### COMPITI
• A. Rispondi a queste domande sul testo su «L'ape e il calabrone»:
(i) Chi firma la prefazione della raccolta?
(ii) Da quale casa editrice è stata pubblicata la raccolta?
(iii) Quale figura viene indicata come nume tutelare dei poeti metafisico-tragici?
• B. Completa la parte successiva del testo su «L'ape e il calabrone», ripartendo subito dopo l'ultima frase.

### TESTO MOSTRATO
-- -- --

“L’ape
e il calabrone”, di Carmelo Consoli
(Mangiaparole
– 14/12/2013)
Un groviglio di Eros e Thanatos, questa nuova raccolta di Carmelo Consoli. Un magma
incandescente di ferite dolorose e di tenerissimo amore. Un viluppo di
struggenti emozioni. Scrive il poeta: “Di te Signore che ascolti il canto e a
te domando / il mistero della vita, a te che mi donasti / l’amore tutto e tutto
il dolore della terra”. Gli interrogativi si aggrumano intorno al mistero della
vita che tutto dà e tutto toglie in ribaltamenti spiazzanti di elargizioni e
privazioni. Si parla, nel libro, di un dono d’amore pieno e felice che
all’improvviso viene rapito, annientato per la scomparsa di lei. Un colpo
durissimo che viene incassato, assorbito e in qualche modo addirittura superato
nel corso delle pagine che ci è dato di leggere. Lo stato d’animo che ci lascia
la lettura è pertanto tragico e sereno nello stesso tempo.
“L’Ape e il
Calabrone” – questo il titolo della raccolta, pubblicata dalle “Edizioni del
Leone” con prefazione di Anna Balsamo e postfazione di Lia Bronzi – è un diario
poetico scritto dall’autore a caldo, in diretta potremmo dire, in ospedale, al
capezzale della moglie Franca, stroncata in tempi brevissimi da un male
incurabile. Un grumo, pertanto, di Amore e Morte, e di Morte e Amore. Un canto
metamorfico, modulato su questa trasformazione della gioia in dolore e del
pianto in tenero sorriso. Un canto che si distingue dai poemi a senso unico,
luttuosi, epicedici, a partire, potremmo dire, da quelli della tragedia classica:
genere, questo, che per altri versi può venire utilmente accostato a “L’Ape e
il Calabrone”, vuoi per la struttura ampia, distesa, poematica, vuoi
soprattutto per il senso corale di un pianto di cui è partecipe l’intero
universo.
Tuttavia le
differenze sussistono e sono sostanziali. Pensiamo ad Orfeo, nume tutelare dei
poeti metafisico-tragici. Cosa fa costui quando gli viene a mancare Euridice?

-- -- --

### MATERIALE FORNITO
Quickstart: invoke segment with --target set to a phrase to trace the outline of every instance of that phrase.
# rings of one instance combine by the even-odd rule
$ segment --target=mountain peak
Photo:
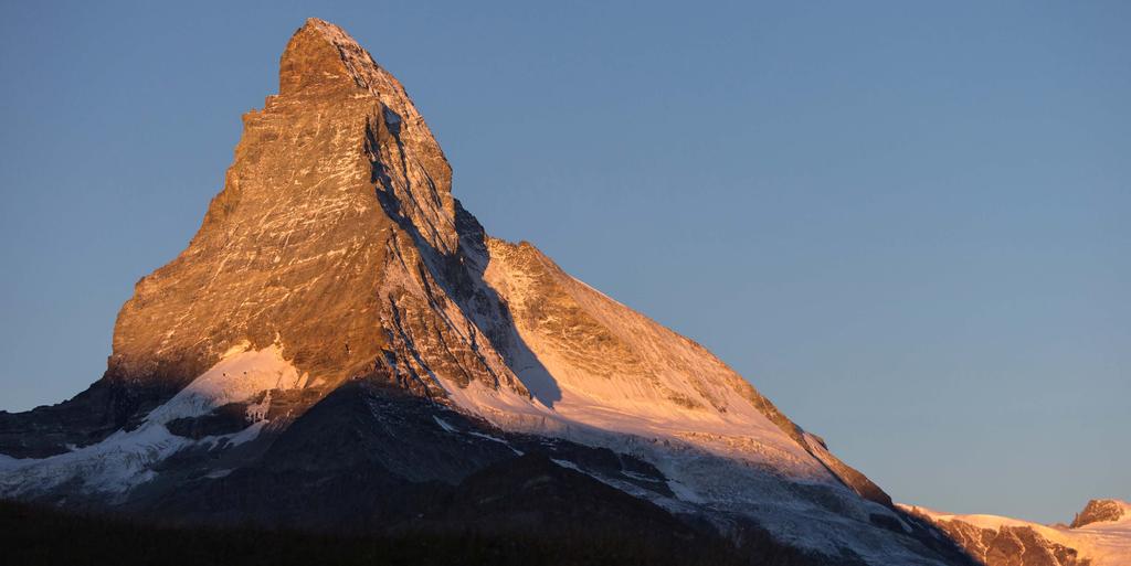
[[[309,18],[291,36],[283,52],[279,94],[311,88],[366,88],[362,77],[364,71],[370,70],[366,67],[377,68],[377,63],[349,34],[329,21]]]
[[[1091,523],[1119,521],[1129,512],[1131,505],[1119,499],[1091,499],[1083,506],[1083,511],[1072,517],[1071,526],[1079,529]]]

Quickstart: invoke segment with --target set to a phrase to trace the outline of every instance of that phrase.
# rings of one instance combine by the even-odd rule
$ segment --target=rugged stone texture
[[[1083,506],[1083,511],[1072,517],[1072,529],[1079,529],[1086,524],[1119,521],[1123,517],[1123,505],[1114,499],[1091,499]]]
[[[269,346],[293,385],[267,375],[251,394],[225,389],[248,381],[219,380],[201,410],[146,420],[218,362]],[[593,421],[553,412],[568,380],[593,401],[575,404]],[[616,451],[571,442],[571,427],[615,437]],[[70,453],[131,429],[146,436]],[[103,380],[55,407],[0,413],[0,453],[61,456],[0,458],[0,472],[12,470],[0,474],[12,491],[0,494],[193,522],[389,529],[426,510],[458,528],[483,526],[481,515],[494,526],[601,520],[688,540],[723,524],[782,564],[860,564],[856,551],[872,564],[965,564],[935,543],[938,531],[905,528],[879,487],[702,346],[532,245],[489,238],[451,197],[450,167],[404,88],[317,19],[283,54],[279,94],[244,115],[199,232],[122,307]],[[98,489],[119,484],[86,485],[106,461],[140,479],[111,495]],[[21,477],[46,493],[21,490]],[[454,490],[465,484],[470,495]],[[791,543],[759,521],[784,521]],[[805,541],[793,531],[820,535],[817,550],[794,548]]]

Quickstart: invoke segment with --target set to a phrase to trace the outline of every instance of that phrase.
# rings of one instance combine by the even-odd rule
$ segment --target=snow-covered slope
[[[219,363],[135,428],[49,458],[0,454],[0,496],[34,496],[75,484],[79,493],[110,494],[121,500],[129,489],[156,478],[161,463],[178,452],[193,446],[226,449],[254,439],[268,424],[271,391],[302,388],[304,376],[283,359],[277,346],[259,351],[247,351],[245,347],[225,352]],[[178,419],[192,419],[233,403],[243,404],[247,424],[240,430],[190,438],[169,429]]]
[[[1089,506],[1095,503],[1090,502]],[[1120,510],[1082,526],[1044,525],[999,515],[955,515],[900,505],[952,533],[987,566],[1128,566],[1131,564],[1131,503],[1104,499]],[[1060,547],[1060,548],[1059,548]]]
[[[736,540],[768,533],[821,563],[955,561],[706,348],[534,246],[489,237],[400,84],[318,19],[288,43],[279,94],[244,115],[200,230],[138,282],[113,345],[93,393],[0,413],[0,452],[36,456],[0,456],[0,495],[156,512],[187,487],[230,495],[252,476],[297,490],[359,488],[359,473],[455,485],[556,450],[560,465]],[[428,408],[381,412],[406,406],[379,402],[394,394]],[[421,423],[429,434],[409,429]],[[294,452],[271,456],[280,445]],[[344,463],[356,468],[335,476]]]

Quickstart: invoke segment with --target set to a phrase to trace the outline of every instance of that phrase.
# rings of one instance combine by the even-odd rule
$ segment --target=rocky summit
[[[0,496],[161,523],[973,564],[703,347],[487,236],[404,87],[319,19],[105,374],[0,413]]]

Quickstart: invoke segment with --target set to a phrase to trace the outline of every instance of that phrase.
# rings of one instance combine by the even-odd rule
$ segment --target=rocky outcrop
[[[783,564],[966,564],[706,348],[489,237],[340,28],[308,20],[243,124],[103,378],[0,413],[0,495],[221,524],[639,520]],[[588,512],[523,508],[571,490]]]
[[[1114,522],[1126,515],[1126,505],[1115,499],[1091,499],[1083,506],[1083,511],[1072,517],[1072,529],[1100,522]]]
[[[1094,499],[1071,526],[903,506],[931,521],[986,566],[1123,566],[1131,559],[1131,504]]]

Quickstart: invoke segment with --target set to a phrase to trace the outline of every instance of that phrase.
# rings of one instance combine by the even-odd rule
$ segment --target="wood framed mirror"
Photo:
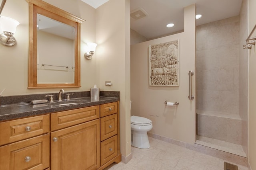
[[[41,0],[29,5],[28,88],[80,87],[80,25],[85,21]]]

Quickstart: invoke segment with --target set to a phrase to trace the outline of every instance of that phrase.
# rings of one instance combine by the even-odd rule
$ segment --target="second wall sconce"
[[[0,16],[0,29],[4,33],[0,34],[0,43],[8,46],[12,46],[16,43],[13,35],[20,23],[10,18]]]
[[[88,51],[87,51],[84,54],[84,57],[88,60],[90,60],[95,52],[96,47],[98,45],[94,43],[87,43],[87,45],[88,46],[89,50]]]

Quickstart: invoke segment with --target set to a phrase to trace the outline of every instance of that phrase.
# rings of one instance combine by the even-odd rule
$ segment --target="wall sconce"
[[[98,45],[97,44],[94,43],[87,43],[87,45],[89,47],[89,50],[88,51],[85,53],[84,57],[87,59],[90,60],[92,59],[92,57],[95,52],[96,47]]]
[[[16,43],[16,39],[13,35],[16,32],[16,27],[20,23],[10,18],[0,16],[0,29],[4,33],[0,34],[0,43],[8,46],[12,46]]]

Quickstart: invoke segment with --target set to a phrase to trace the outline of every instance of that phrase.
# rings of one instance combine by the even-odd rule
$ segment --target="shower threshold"
[[[240,145],[198,135],[196,139],[195,143],[197,144],[247,157]]]

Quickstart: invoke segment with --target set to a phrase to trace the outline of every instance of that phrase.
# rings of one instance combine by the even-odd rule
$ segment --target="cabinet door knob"
[[[31,130],[31,127],[30,127],[29,126],[28,126],[26,127],[25,129],[27,132],[29,132]]]
[[[52,139],[52,141],[54,142],[57,142],[58,141],[58,138],[57,138],[56,137],[54,137]]]
[[[27,156],[25,157],[25,161],[26,161],[26,162],[29,162],[29,161],[30,161],[31,160],[31,157],[28,156]]]

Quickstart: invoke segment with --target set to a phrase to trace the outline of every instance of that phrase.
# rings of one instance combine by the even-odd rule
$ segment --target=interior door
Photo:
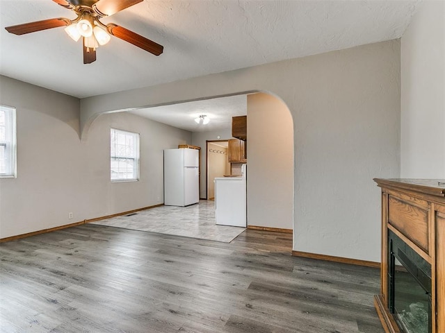
[[[184,205],[200,200],[199,169],[197,167],[184,168]]]

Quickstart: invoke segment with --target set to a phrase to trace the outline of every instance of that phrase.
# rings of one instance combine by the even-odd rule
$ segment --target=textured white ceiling
[[[0,74],[79,98],[398,38],[416,0],[144,0],[110,17],[164,46],[156,57],[118,38],[83,65],[63,28],[5,26],[75,15],[51,0],[0,0]]]
[[[230,128],[232,117],[245,116],[247,110],[247,96],[238,95],[139,109],[129,112],[191,132],[206,132]],[[209,117],[210,122],[206,125],[196,123],[194,119],[200,114]]]

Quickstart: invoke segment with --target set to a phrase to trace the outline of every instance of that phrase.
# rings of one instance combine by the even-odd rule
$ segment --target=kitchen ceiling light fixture
[[[163,51],[163,46],[152,40],[114,23],[104,24],[99,19],[113,15],[143,0],[53,0],[55,3],[74,11],[77,17],[44,19],[5,28],[15,35],[24,35],[58,26],[66,26],[65,31],[73,40],[82,37],[83,63],[96,60],[96,49],[110,41],[111,35],[140,47],[155,56]]]
[[[200,116],[195,118],[195,121],[196,122],[196,123],[202,123],[203,125],[206,125],[210,121],[210,118],[209,118],[209,117],[205,114],[201,114]]]

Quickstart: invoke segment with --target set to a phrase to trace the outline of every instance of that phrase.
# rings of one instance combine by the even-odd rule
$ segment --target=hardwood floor
[[[378,270],[292,257],[291,244],[95,225],[3,243],[1,332],[383,332]]]

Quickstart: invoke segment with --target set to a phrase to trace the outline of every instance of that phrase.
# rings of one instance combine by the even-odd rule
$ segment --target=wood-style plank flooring
[[[292,257],[291,244],[95,225],[3,243],[1,332],[383,333],[378,270]]]

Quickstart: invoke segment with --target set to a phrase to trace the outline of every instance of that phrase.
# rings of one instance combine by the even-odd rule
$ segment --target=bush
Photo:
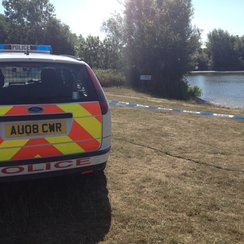
[[[125,86],[126,78],[125,75],[114,69],[94,69],[94,72],[100,81],[102,87],[111,86]]]
[[[187,93],[189,98],[195,98],[202,95],[202,90],[198,86],[191,86],[188,84]]]

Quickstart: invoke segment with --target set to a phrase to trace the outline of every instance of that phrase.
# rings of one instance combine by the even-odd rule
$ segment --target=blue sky
[[[101,25],[115,11],[121,10],[118,0],[49,0],[56,16],[70,26],[72,32],[83,36],[102,35]],[[177,0],[176,0],[177,1]],[[214,28],[233,35],[244,35],[244,0],[192,0],[193,25],[202,30],[202,39]],[[3,8],[0,8],[3,12]]]

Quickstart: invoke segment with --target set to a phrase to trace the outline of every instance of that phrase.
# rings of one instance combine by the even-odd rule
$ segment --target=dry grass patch
[[[244,241],[243,121],[124,107],[112,115],[105,242]]]

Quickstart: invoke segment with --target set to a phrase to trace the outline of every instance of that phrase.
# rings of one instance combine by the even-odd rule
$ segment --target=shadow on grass
[[[0,243],[97,243],[111,224],[103,173],[0,183]]]

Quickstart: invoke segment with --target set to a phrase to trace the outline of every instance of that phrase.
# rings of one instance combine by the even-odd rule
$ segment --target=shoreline
[[[202,70],[202,71],[190,71],[189,72],[190,75],[194,75],[194,74],[244,74],[244,70],[240,70],[240,71],[214,71],[214,70]]]

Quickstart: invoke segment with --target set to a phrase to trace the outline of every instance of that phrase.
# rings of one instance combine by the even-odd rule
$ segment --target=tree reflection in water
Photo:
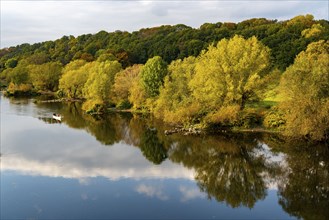
[[[40,106],[60,113],[64,124],[86,130],[104,145],[125,142],[139,147],[154,164],[168,158],[194,169],[200,190],[210,199],[252,208],[266,197],[269,183],[274,182],[286,212],[298,218],[329,219],[328,147],[292,145],[268,134],[165,136],[167,128],[162,123],[138,115],[92,117],[84,114],[78,103]],[[281,161],[269,160],[262,143],[273,155],[283,152]]]
[[[285,181],[279,203],[298,218],[329,219],[329,149],[305,143],[286,148]]]

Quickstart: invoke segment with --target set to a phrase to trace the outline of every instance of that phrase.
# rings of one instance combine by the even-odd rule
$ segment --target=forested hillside
[[[0,51],[7,94],[54,92],[166,122],[329,137],[329,22],[183,24],[64,36]]]
[[[59,61],[66,65],[76,59],[93,61],[101,55],[113,55],[123,67],[144,64],[154,56],[161,56],[170,63],[197,56],[209,44],[234,35],[257,37],[271,49],[273,64],[284,70],[309,43],[329,39],[329,22],[315,21],[313,16],[307,15],[280,22],[255,18],[240,23],[205,23],[197,29],[178,24],[145,28],[133,33],[100,31],[78,37],[63,36],[55,41],[2,49],[0,67],[1,70],[6,68],[9,59],[28,59],[35,64]]]

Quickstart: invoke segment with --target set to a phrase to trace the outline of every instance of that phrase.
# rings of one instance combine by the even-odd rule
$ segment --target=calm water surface
[[[1,219],[329,219],[328,147],[165,129],[1,97]]]

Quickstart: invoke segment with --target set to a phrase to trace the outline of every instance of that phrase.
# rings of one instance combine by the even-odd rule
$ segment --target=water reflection
[[[179,187],[181,201],[206,194],[233,208],[252,209],[273,189],[290,215],[329,219],[328,147],[269,134],[165,136],[165,125],[144,116],[92,117],[79,103],[5,102],[1,100],[1,123],[6,126],[1,131],[2,171],[81,183],[97,176],[195,180],[199,190]],[[53,124],[53,112],[63,115],[61,124]],[[161,201],[169,198],[161,185],[140,183],[134,189]]]

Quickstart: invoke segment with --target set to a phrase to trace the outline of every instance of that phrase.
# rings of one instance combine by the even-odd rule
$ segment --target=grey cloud
[[[1,47],[100,30],[135,31],[164,24],[199,27],[253,17],[328,19],[326,1],[3,1]]]

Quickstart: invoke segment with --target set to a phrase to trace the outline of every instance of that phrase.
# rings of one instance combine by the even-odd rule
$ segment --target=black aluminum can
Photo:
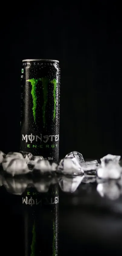
[[[22,61],[20,150],[51,161],[59,158],[59,61]]]

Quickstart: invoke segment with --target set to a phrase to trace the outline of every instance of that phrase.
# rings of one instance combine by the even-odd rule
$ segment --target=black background
[[[0,149],[19,150],[22,59],[57,59],[60,157],[122,154],[122,11],[109,1],[3,3]]]

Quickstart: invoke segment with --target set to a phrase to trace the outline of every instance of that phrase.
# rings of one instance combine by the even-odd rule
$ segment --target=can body
[[[59,157],[60,70],[58,61],[22,61],[20,150],[51,161]]]

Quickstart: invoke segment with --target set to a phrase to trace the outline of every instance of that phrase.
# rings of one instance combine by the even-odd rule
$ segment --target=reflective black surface
[[[121,180],[74,178],[1,175],[2,254],[121,255]]]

-- -- --

### RISPOSTE IN ORDINE
• A.
(i) Anna Balsamo.
(ii) Dalle Edizioni del Leone.
(iii) Orfeo.

• B.
Perde la fede nell’amore e impazzisce, si dispera. E cos’altro è, se non una
disperazione d’amore, quella dei Trovatori occitanici, che proiettano l’amata
in dimensioni evanescenti, lontane? Nell’amore per Euridice, e poi nell’amore
rudelliano e trobadorico, ma ancora nell’Amor
cortese, come nel clima del dolce
Stil novo, per non parlare del Canzoniere
petrarchesco e finanche dell’A Silvia leopardiana,
non fa che affiorare in modi differenti l’irrealizzabilità del sogno d’amore.
La donna è assente e irraggiungibile nella poesia orfica in generale, laddove,
al contrario, la Penelope
omerica è raggiungibile, sia pure al prezzo di inimmaginabili peripezie, di
sconfitte e naufragi disastrosi.
Ebbene, qualcosa di
analogo avviene ne “L’Ape e il Calabrone”, dove la perdita e l’assenza, che
pure incombono funeste sulla scena, possiedono valenze dinamiche straordinarie,
capaci di evocare per contrasto la presenza di lei, cercandola e trovandola
nell’oltre, più in là, addirittura in dimensioni ultramondane. Scrive il poeta,
dopo la scomparsa: “Dove sei? / Forse nel cuore verde ocra del bosco, / nelle
viscere preziose di Romagna, / dentro la polpa rosa delle pesche, / nell’anima
vermiglia dei ribes, / tra gli acini dell’uva asprigna? / Da dove sorridi?”.
Così egli scrive, e dall’eterno gli giunge un sussurro: “Non devi piangere, né
maledire il male oscuro, / il mostro che mi divorò il corpo. Sii felice. / … /
Sappi che qua nulla è cambiato della terra che sognammo, / lo stesso orizzonte
arcobaleno, l’uguale fragranza dei giardini / c’è nella luce che ora
m’avvolge”.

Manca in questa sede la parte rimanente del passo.